# TASK DIRECTIONS:
Skip all pictures; return exactly the lines from the one containing "Pick out every instance of the white ceramic" through the end of the data.

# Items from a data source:
________________
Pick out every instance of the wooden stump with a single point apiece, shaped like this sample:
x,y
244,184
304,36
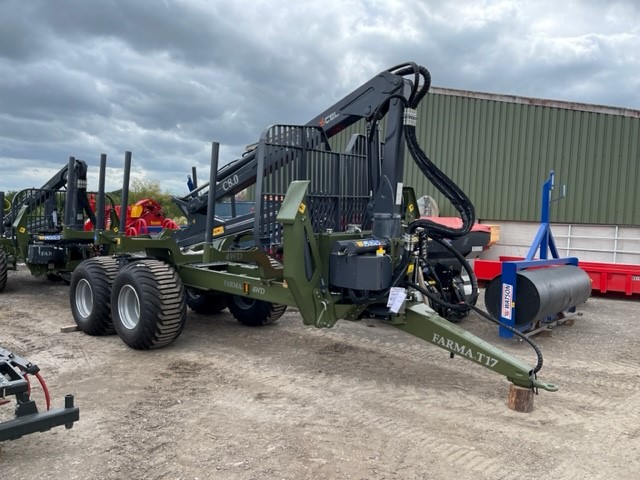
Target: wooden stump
x,y
520,399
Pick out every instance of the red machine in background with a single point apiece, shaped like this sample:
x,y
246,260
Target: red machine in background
x,y
143,217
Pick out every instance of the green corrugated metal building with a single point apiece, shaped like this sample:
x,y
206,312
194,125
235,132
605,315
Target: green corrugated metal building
x,y
500,149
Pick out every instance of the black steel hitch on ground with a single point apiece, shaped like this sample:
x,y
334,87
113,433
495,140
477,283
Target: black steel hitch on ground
x,y
14,371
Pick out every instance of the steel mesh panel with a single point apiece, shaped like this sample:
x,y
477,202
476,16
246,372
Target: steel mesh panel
x,y
45,209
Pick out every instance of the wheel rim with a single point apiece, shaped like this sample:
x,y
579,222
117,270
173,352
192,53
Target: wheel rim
x,y
243,302
84,298
129,307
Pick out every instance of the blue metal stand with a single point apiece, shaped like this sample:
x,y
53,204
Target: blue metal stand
x,y
544,243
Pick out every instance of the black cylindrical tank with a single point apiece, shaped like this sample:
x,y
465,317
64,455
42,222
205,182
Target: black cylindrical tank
x,y
541,292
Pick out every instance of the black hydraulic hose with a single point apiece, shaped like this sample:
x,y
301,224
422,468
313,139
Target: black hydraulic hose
x,y
452,306
439,179
466,265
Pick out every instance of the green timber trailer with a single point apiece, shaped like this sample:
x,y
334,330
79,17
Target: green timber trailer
x,y
336,235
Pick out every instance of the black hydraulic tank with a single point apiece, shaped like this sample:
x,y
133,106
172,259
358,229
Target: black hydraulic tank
x,y
541,292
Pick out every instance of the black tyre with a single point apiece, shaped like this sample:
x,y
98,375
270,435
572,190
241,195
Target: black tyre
x,y
3,270
90,295
205,303
148,304
254,313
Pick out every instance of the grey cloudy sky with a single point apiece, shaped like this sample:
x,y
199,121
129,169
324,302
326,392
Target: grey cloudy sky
x,y
164,78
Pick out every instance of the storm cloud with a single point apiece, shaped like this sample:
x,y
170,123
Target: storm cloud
x,y
165,78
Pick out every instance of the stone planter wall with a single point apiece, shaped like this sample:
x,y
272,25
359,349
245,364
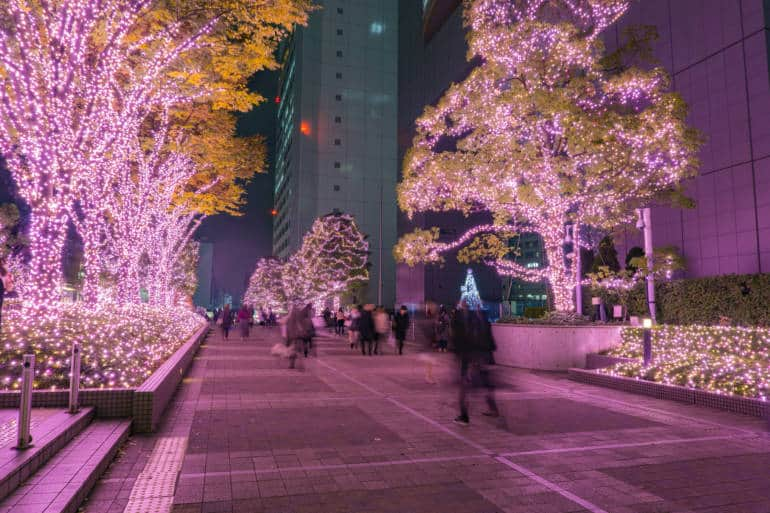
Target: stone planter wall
x,y
145,404
532,346
736,404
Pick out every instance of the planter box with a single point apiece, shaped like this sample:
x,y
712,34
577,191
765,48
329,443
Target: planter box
x,y
145,404
736,404
602,361
151,398
532,346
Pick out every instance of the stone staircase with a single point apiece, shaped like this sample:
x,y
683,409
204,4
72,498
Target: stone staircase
x,y
69,453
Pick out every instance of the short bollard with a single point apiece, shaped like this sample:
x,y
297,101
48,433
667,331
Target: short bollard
x,y
647,341
75,378
24,439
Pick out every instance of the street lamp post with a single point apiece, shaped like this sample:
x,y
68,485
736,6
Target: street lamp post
x,y
644,223
575,241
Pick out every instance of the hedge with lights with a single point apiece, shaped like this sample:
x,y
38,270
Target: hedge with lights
x,y
721,359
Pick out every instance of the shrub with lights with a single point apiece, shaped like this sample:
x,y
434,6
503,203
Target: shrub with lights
x,y
722,359
547,131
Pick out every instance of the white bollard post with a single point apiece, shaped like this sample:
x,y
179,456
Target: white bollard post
x,y
75,378
24,438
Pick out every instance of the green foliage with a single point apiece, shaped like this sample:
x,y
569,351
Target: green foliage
x,y
608,255
706,301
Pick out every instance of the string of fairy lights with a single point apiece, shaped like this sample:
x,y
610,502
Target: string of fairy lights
x,y
542,136
722,359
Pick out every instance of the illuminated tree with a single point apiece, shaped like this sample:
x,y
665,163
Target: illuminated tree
x,y
547,131
334,257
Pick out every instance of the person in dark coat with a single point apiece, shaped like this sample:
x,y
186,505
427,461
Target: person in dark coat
x,y
227,320
463,347
366,329
401,322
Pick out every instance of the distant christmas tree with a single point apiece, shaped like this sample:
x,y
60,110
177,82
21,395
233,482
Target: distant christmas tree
x,y
470,293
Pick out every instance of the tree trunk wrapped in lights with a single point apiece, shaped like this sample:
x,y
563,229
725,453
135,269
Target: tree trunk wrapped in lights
x,y
547,131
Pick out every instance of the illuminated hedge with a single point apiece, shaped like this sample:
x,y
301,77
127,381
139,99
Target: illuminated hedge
x,y
120,346
725,360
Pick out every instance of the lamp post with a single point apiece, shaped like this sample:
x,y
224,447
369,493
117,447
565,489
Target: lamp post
x,y
575,241
644,223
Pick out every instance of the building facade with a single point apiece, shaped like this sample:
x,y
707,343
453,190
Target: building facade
x,y
336,131
717,55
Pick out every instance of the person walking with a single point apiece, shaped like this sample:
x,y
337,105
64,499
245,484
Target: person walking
x,y
6,285
308,330
401,325
244,318
381,327
340,317
441,329
354,320
366,329
484,358
227,321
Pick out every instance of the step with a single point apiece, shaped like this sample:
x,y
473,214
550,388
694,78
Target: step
x,y
65,481
49,435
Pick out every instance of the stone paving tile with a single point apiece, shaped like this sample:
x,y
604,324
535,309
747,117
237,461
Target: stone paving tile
x,y
359,434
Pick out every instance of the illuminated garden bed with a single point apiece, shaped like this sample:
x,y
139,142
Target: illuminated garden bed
x,y
723,360
120,346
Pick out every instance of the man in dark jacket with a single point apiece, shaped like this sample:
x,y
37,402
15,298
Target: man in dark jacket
x,y
473,345
366,329
402,325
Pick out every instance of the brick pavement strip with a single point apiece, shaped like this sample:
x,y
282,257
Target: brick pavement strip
x,y
359,434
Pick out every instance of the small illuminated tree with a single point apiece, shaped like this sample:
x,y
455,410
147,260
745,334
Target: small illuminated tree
x,y
265,288
547,131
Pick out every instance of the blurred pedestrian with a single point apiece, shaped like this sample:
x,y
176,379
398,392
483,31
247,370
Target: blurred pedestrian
x,y
366,329
354,320
462,345
340,318
401,325
441,329
6,285
227,321
381,327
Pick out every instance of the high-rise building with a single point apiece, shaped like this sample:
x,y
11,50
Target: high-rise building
x,y
716,53
336,130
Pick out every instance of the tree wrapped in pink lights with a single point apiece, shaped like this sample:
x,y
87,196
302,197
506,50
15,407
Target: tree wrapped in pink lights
x,y
548,131
265,288
332,261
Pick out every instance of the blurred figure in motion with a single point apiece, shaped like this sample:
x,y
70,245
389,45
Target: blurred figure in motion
x,y
354,320
366,329
244,318
401,325
441,329
474,346
381,327
340,318
227,321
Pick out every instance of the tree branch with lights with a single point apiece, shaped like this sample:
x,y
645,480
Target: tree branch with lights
x,y
544,133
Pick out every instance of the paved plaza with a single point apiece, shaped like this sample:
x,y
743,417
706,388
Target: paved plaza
x,y
358,434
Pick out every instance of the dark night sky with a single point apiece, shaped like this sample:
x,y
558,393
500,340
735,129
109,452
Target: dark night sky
x,y
240,241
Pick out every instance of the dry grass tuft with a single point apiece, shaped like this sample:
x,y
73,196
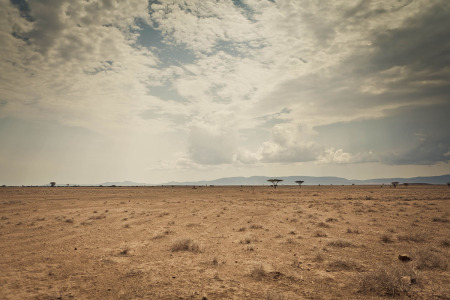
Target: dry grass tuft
x,y
343,265
427,259
442,220
320,234
258,272
185,244
417,237
445,243
386,238
340,244
323,225
387,281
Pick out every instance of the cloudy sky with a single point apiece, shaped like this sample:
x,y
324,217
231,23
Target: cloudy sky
x,y
154,91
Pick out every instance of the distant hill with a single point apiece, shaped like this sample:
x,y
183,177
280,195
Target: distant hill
x,y
311,180
123,183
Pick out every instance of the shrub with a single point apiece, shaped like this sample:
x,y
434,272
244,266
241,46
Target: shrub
x,y
414,237
343,265
323,225
442,220
340,243
185,244
258,272
387,280
320,234
426,259
385,238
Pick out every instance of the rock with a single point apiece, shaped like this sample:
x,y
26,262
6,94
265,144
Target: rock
x,y
408,280
404,258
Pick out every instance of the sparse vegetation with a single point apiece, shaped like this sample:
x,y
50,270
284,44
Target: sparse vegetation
x,y
324,249
416,237
185,244
258,272
427,259
340,244
386,238
343,265
393,280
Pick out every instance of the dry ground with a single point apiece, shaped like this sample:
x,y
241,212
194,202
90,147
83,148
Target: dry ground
x,y
328,242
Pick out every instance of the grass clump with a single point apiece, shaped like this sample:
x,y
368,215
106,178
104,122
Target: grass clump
x,y
394,280
386,238
340,244
320,234
258,272
343,265
185,244
323,225
417,237
426,259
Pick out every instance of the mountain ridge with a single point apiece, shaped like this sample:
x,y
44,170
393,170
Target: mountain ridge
x,y
313,180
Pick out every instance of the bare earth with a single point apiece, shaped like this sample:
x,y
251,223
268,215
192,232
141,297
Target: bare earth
x,y
327,242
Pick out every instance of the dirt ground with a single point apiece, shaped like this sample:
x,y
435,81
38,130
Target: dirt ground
x,y
309,242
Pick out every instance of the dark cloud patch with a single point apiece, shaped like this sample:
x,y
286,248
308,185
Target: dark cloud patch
x,y
409,135
422,42
24,9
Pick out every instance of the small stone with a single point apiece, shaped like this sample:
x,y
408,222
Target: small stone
x,y
407,280
404,258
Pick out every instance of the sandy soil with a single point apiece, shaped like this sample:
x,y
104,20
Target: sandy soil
x,y
328,242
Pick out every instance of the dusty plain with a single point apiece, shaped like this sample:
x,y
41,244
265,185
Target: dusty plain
x,y
309,242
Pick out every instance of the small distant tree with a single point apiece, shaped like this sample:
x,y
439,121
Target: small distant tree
x,y
300,182
274,182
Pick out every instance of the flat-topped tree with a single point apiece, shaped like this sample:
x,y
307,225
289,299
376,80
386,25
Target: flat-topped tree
x,y
300,182
274,182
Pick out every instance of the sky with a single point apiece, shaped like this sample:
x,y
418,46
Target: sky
x,y
156,91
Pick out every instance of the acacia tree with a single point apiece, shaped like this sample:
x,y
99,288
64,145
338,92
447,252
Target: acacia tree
x,y
300,182
274,182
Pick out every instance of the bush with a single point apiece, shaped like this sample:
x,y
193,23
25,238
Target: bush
x,y
185,244
258,272
340,244
430,260
343,265
387,281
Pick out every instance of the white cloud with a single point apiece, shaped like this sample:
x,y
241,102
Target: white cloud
x,y
261,75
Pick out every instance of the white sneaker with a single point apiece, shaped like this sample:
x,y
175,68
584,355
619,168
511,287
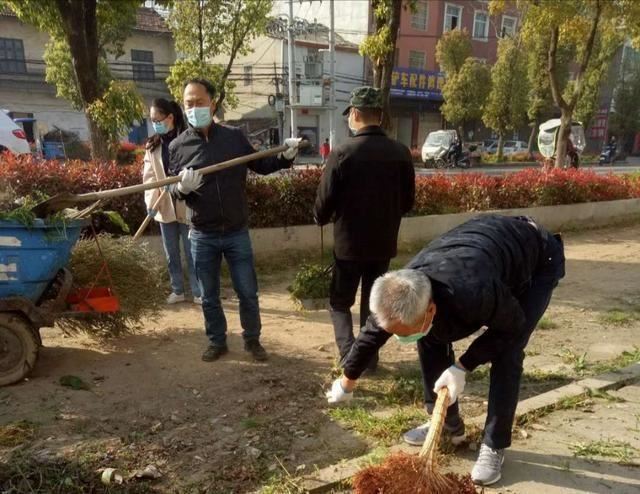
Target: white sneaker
x,y
488,467
174,298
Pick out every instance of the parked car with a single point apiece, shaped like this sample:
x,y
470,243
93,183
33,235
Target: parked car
x,y
12,137
509,147
435,142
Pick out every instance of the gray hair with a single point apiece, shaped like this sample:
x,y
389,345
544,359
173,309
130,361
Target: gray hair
x,y
400,297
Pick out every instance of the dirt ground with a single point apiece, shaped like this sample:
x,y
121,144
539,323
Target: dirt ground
x,y
228,426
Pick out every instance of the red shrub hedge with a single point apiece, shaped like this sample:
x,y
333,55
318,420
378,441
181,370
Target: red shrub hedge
x,y
27,175
287,199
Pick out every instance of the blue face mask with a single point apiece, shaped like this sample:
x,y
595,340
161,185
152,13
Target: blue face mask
x,y
160,127
199,117
412,338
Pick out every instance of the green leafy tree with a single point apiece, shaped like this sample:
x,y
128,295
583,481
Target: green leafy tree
x,y
452,50
582,26
82,34
118,107
380,47
540,99
205,29
465,93
625,118
507,103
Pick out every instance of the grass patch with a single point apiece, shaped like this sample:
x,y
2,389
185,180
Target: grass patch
x,y
619,317
24,473
387,430
581,400
546,323
479,374
16,433
577,361
625,359
621,451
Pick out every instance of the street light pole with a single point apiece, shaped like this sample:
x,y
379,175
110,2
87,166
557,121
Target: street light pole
x,y
292,74
332,72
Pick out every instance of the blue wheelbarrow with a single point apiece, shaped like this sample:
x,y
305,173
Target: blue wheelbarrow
x,y
35,288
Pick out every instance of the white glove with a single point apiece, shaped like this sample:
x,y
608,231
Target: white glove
x,y
190,181
337,393
454,379
292,143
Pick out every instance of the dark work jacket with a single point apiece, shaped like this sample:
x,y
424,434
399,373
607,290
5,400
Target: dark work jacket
x,y
477,272
220,205
368,184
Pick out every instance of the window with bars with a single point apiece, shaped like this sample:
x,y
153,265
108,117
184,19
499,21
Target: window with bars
x,y
452,15
420,16
248,75
12,56
480,25
142,65
416,59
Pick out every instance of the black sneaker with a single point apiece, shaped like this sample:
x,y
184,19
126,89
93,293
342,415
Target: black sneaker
x,y
214,352
256,349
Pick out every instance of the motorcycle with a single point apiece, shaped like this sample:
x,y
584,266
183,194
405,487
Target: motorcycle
x,y
449,158
608,155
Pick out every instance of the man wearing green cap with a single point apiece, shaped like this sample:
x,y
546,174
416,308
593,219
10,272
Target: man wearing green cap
x,y
366,188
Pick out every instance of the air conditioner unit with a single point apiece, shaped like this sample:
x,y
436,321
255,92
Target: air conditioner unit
x,y
311,95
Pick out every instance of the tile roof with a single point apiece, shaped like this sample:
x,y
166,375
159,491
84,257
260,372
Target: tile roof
x,y
149,20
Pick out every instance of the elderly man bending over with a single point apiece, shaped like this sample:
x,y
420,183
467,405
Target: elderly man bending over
x,y
493,271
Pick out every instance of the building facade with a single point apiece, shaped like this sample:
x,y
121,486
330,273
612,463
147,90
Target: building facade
x,y
261,78
417,79
24,93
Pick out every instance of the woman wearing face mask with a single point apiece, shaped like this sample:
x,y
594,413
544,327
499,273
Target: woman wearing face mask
x,y
168,122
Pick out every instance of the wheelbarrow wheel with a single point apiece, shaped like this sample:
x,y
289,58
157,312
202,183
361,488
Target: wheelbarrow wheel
x,y
18,348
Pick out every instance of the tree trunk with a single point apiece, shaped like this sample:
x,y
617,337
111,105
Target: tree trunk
x,y
387,67
80,25
500,151
532,136
99,141
562,136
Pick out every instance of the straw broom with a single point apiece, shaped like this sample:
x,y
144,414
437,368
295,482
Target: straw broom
x,y
408,474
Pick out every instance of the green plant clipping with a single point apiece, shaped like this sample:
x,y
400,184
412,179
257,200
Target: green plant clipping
x,y
138,276
74,382
312,281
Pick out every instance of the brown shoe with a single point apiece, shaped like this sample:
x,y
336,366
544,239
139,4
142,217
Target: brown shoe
x,y
256,349
214,352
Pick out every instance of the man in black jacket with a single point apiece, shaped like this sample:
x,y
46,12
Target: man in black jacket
x,y
368,184
217,211
493,271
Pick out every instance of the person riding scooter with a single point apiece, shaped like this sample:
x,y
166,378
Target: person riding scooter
x,y
608,154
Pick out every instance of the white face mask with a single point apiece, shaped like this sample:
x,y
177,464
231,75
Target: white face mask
x,y
351,128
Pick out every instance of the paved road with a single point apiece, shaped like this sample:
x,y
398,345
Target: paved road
x,y
503,170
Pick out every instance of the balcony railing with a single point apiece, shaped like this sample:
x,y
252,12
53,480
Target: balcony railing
x,y
22,70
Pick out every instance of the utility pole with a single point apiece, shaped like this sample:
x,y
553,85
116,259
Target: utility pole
x,y
279,105
332,72
292,73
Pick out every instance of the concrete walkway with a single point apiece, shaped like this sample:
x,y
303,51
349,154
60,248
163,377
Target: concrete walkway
x,y
545,462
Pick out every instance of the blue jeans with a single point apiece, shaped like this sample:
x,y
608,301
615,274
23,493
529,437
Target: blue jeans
x,y
171,235
208,250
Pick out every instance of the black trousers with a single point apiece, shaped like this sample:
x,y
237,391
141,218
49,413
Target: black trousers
x,y
506,368
345,279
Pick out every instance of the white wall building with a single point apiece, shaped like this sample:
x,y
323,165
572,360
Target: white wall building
x,y
352,17
148,54
262,75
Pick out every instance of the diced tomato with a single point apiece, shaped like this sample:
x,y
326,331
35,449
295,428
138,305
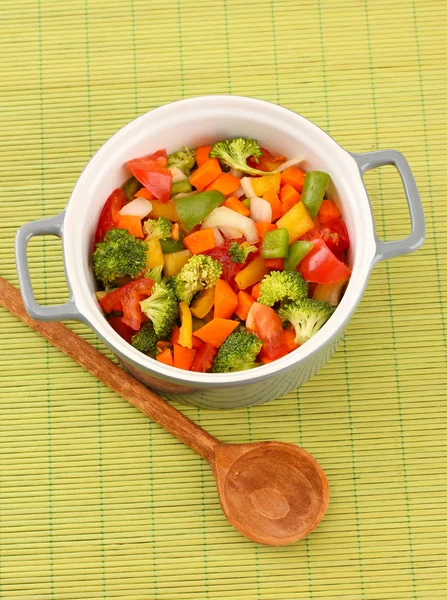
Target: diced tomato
x,y
110,214
335,236
127,298
267,325
203,358
152,173
321,265
267,162
121,328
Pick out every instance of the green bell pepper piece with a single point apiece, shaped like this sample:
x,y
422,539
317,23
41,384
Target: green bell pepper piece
x,y
275,243
170,245
297,251
130,187
181,187
193,209
314,187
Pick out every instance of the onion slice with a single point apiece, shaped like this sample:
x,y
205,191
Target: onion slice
x,y
225,217
289,163
140,207
261,210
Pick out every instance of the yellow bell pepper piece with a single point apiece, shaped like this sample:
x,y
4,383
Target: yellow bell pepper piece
x,y
161,209
297,222
175,261
154,253
252,273
185,337
266,183
203,303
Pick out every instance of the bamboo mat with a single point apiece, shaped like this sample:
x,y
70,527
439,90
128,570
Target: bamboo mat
x,y
95,502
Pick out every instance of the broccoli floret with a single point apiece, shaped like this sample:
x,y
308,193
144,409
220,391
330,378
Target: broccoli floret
x,y
307,317
162,309
282,285
199,273
239,252
118,255
145,340
159,228
155,274
237,353
234,154
183,160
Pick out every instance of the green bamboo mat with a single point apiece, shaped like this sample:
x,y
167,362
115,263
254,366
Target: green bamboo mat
x,y
96,502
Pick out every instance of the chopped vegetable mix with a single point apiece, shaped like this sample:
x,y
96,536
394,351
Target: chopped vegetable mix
x,y
220,258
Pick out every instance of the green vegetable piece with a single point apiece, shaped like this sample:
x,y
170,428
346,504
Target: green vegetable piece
x,y
237,353
145,340
307,317
193,209
313,192
183,160
282,285
297,251
169,245
275,243
120,254
181,187
235,153
130,187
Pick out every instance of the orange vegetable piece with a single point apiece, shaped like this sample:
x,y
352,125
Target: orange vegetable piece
x,y
166,357
144,193
225,300
273,199
225,183
256,290
294,177
275,263
289,197
216,331
206,174
183,357
263,228
235,204
202,154
132,223
244,302
200,241
328,212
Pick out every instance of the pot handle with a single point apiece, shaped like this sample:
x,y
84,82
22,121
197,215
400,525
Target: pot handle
x,y
379,158
51,226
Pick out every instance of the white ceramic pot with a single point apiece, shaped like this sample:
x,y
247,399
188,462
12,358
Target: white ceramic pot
x,y
195,122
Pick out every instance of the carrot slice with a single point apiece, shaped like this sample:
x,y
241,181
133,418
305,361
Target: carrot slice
x,y
256,290
244,302
328,212
225,300
235,204
183,357
273,199
294,177
132,223
289,197
263,228
166,357
216,331
200,241
275,263
225,183
202,154
206,174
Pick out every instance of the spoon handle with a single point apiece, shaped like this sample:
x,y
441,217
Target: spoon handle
x,y
112,375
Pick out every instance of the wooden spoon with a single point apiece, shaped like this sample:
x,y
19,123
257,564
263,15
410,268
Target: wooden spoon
x,y
272,492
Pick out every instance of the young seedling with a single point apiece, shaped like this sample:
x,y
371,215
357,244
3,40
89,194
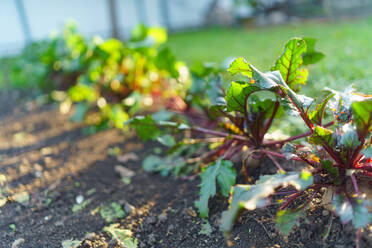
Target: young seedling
x,y
245,114
338,153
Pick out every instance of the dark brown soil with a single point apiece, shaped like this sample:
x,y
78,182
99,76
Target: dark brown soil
x,y
51,159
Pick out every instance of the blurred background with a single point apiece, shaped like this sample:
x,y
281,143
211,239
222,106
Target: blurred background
x,y
211,30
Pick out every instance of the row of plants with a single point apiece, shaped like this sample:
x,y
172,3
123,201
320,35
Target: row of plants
x,y
104,81
217,125
237,120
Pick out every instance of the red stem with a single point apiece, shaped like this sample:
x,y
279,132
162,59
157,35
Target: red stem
________________
# TASK RESULT:
Pick out every instance of the white ceramic pot with a single point apiece, shaped like this sample:
x,y
247,399
188,462
12,358
Target: white ceramic pot
x,y
195,122
Pick out every instance of the carrot slice with a single point apiece, shaped like this sample:
x,y
241,181
133,418
305,361
Target: carrot slice
x,y
256,290
244,302
328,212
225,300
235,204
183,357
273,199
294,177
132,223
289,197
263,228
166,357
216,331
200,241
275,263
225,183
202,154
206,174
Pick out every instance of the spoon handle with a single point apiece, shaped like this sample:
x,y
441,217
Target: spoon handle
x,y
112,375
Pick out every instance of the wooden spoon with a single point apiece, shaped like this sample:
x,y
19,123
257,564
263,15
410,268
Target: wooden spoon
x,y
272,492
Pick out every instance of the young seedling with a single point apiece, shaped like this sample:
x,y
371,215
357,244
3,40
89,194
Target: young seedling
x,y
245,114
338,153
Pick out every instance of the dark brown soil with a single point apiece, shaped like this sample:
x,y
78,182
99,76
Target: dark brown soil
x,y
51,159
Pick out every instance of the blurred background with a single point apiece, shaped like this sample:
x,y
281,143
211,239
222,106
Target: blurred background
x,y
211,30
Pick out every instance of the row of plants with a single point apiece, shaped like this sample:
x,y
172,3
123,201
320,35
Target: row of plants
x,y
104,81
217,125
237,120
Pick out every instance of the red stem with a single point apiece, shaped like this sample:
x,y
279,132
162,59
157,35
Target: red stem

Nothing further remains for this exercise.